Titanic Rising is the fourth studio album by American musician Weyes Blood, released on April 5, 2019 by Sub Pop. On January 17, 2019, Weyes Blood released the album's first single, "Andromeda". A second single, "Everyday", was released along with an accompanying self-directed music video on February 12, 2019.

The album received universal acclaim from critics, garnering an aggregate score of 91 out of 100 on Metacritic, with praise going towards its powerful ambience and vulnerable lyrics.

Production

Recording
Following the release of Front Row Seat to Earth, Natalie Mering signed with Sub Pop in 2017. Titanic Rising was recorded in 2018 over a three month period at Sonora Studios in Los Angeles and was produced by Jonathan Rado. The album named after the RMS Titanic and the 1997 film based on the ship's sinking, which had a profound impact on Mering when she was younger.

Music and lyrics
The album's music has been described as soft rock with influences from 1970s artists such as Joni Mitchell and the Carpenters, as well as chamber pop.

The opening track "A Lot's Gonna Change", a song that Mering described as setting the overall theme of Titanic Rising, deals with the yearning for a return to the simpler times of childhood, as well as learning how to cope with changes without being bogged down with hopelessness. "Andromeda", inspired by the galaxy and the mythological figure of the same name, deals with finding love in a world of distractions and past disappointments and features a LinnDrum. "Everyday" has an upbeat melody and lyrics about the struggles of online dating. Climate change is also a central theme of the album, with the Titanic used as a metaphor for this.

Mering described the title track, an instrumental, as an interlude between the album's first half, which deals with hope and love, and the second half, which deals with "an existential sub-zone." "Movies" features synth arpeggios in the first half before giving way to strings. Lyrically, the song deals with Mering's disillusionment with movies as a teenager and how she felt they lied to her. "Picture Me Better" is about a friend that committed suicide while Mering was making the album, while the finale track on the album, "Nearer to Thee", is a reference to the alleged final song the band on the RMS Titanic played before the ship sank.

Artwork
The album cover features Mering submerged in an underwater bedroom. The cover was photographed by Brett Stanley in a Long Beach, California pool. Commenting on the cover's meaning, Mering stated that she thought of water as symbolizing the subconscious, and that a bedroom lives in this subconscious space due to its role as "a safe [..] and imaginative space" that shapes people's beliefs and identities.

Release
On January 17, 2019, Weyes Blood released the album's first single, "Andromeda". A second single, "Everyday", was released along with an accompanying self-directed music video on February 12, 2019. The album's third single, "Movies", was released along with an accompanying self-directed music video on March 19, 2019. On May 27, 2020, the "Wild Time" music video was released. The Japanese bonus track, "Titanic Risen", was released in January 2021 exclusively on Roblox's sinking ship simulator, and on April 4, the track was released on streaming services after the Roblox Titanic room was sunk.

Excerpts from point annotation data
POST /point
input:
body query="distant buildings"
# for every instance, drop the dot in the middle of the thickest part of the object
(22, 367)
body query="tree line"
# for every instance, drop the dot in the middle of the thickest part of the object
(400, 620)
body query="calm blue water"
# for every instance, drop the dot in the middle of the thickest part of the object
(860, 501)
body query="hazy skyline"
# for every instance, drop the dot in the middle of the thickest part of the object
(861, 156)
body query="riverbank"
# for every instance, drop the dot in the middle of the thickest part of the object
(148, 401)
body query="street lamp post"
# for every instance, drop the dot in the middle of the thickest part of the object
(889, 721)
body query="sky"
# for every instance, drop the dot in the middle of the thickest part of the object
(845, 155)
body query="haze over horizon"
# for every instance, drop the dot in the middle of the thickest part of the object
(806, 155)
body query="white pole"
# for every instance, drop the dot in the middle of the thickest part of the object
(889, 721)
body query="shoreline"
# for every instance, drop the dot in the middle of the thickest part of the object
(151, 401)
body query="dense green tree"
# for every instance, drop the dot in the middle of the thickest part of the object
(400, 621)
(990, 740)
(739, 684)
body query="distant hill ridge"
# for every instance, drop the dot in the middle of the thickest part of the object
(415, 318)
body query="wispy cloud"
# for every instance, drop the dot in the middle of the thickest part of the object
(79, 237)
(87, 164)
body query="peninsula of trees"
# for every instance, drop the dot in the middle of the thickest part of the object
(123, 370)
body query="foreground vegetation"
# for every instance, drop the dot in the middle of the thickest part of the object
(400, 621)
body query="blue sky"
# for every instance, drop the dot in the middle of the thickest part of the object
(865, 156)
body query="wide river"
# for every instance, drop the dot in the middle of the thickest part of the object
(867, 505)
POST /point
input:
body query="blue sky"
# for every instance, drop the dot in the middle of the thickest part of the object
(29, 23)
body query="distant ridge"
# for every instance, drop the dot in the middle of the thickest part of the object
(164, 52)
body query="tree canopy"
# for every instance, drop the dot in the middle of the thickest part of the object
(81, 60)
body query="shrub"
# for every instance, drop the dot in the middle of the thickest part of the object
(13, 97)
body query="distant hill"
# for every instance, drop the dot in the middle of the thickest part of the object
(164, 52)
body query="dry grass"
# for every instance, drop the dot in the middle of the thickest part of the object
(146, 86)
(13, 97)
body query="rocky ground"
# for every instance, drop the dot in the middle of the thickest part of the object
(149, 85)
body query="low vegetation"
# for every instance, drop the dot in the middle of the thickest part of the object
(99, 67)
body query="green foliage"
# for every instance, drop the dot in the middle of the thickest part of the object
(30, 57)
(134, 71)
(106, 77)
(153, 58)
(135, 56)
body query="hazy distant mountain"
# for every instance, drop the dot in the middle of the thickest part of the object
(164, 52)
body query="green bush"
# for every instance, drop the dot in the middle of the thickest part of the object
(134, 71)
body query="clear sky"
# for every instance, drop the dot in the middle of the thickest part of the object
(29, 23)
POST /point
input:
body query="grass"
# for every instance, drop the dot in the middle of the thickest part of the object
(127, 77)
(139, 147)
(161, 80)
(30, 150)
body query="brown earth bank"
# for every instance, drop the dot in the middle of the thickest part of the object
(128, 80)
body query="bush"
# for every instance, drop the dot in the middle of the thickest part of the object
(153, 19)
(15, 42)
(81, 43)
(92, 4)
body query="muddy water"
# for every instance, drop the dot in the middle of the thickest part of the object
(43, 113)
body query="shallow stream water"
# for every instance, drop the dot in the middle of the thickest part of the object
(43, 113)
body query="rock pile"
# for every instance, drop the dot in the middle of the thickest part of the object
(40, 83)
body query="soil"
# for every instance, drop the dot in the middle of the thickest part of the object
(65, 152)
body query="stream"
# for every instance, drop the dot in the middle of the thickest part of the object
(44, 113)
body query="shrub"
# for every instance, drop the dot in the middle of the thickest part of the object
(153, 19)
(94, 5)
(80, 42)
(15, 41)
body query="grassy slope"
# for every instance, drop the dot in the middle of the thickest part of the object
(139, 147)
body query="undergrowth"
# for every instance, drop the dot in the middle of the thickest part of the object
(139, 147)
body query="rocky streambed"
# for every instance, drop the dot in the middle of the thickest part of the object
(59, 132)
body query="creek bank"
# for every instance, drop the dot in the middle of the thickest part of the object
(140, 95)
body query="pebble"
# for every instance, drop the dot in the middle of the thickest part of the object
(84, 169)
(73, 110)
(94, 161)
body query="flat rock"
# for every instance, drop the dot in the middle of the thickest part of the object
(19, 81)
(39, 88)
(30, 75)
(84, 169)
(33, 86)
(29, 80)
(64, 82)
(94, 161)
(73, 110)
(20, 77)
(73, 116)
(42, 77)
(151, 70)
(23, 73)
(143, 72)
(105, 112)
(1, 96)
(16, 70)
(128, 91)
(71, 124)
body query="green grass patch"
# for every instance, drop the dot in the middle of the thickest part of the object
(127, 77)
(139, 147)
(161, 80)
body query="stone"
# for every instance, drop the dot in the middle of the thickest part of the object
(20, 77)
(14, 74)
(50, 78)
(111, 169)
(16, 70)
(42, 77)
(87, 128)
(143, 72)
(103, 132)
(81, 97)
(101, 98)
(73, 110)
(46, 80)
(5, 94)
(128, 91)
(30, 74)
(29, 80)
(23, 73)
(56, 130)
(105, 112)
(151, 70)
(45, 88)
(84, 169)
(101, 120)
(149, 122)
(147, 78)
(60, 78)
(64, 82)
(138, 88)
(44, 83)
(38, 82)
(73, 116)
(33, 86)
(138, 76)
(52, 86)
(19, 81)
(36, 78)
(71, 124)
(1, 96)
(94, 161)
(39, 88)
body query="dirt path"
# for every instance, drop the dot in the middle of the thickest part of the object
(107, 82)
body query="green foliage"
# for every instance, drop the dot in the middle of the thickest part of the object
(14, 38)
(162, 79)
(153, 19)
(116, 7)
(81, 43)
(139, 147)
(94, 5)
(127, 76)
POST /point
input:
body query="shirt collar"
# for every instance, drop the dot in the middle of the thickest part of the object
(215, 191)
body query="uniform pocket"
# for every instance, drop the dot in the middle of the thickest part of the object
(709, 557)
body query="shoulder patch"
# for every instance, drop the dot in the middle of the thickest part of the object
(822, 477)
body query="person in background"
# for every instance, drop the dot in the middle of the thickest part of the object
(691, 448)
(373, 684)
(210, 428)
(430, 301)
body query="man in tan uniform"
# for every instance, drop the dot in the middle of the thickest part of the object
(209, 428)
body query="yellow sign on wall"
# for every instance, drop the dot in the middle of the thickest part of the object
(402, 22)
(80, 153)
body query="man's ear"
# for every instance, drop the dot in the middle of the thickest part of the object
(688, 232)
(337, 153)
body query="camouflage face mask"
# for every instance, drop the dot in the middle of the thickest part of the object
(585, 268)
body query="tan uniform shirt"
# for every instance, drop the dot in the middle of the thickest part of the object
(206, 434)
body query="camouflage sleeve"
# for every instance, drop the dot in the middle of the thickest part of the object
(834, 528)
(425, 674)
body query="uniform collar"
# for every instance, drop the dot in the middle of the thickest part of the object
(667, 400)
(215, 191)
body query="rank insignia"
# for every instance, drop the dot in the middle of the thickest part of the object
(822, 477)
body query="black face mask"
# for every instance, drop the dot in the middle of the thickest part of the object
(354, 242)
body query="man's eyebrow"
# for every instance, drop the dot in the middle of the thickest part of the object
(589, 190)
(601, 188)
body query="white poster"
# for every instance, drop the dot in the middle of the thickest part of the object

> DIRECTIVES:
1) Translate this sentence from the text about the album Titanic Rising into Spanish: "The cover was photographed by Brett Stanley in a Long Beach, California pool."
2) According to the text about the album Titanic Rising, who produced the album?
3) Summarize the text about the album Titanic Rising in two sentences.

> RESPONSES BY TASK:
1) La portada fue fotografiada por Brett Stanley en una piscina de Long Beach, California.

2) Jonathan Rado

3) Titanic Rising, the fourth studio album by Weyes Blood, was released by Sub Pop on April 5, 2019, after being recorded in 2018 at Sonora Studios in Los Angeles with Jonathan Rado as producer. Described as soft rock influenced by 1970s artists and chamber pop, it explores themes including childhood, love, online dating, and climate change, and it received universal acclaim from critics.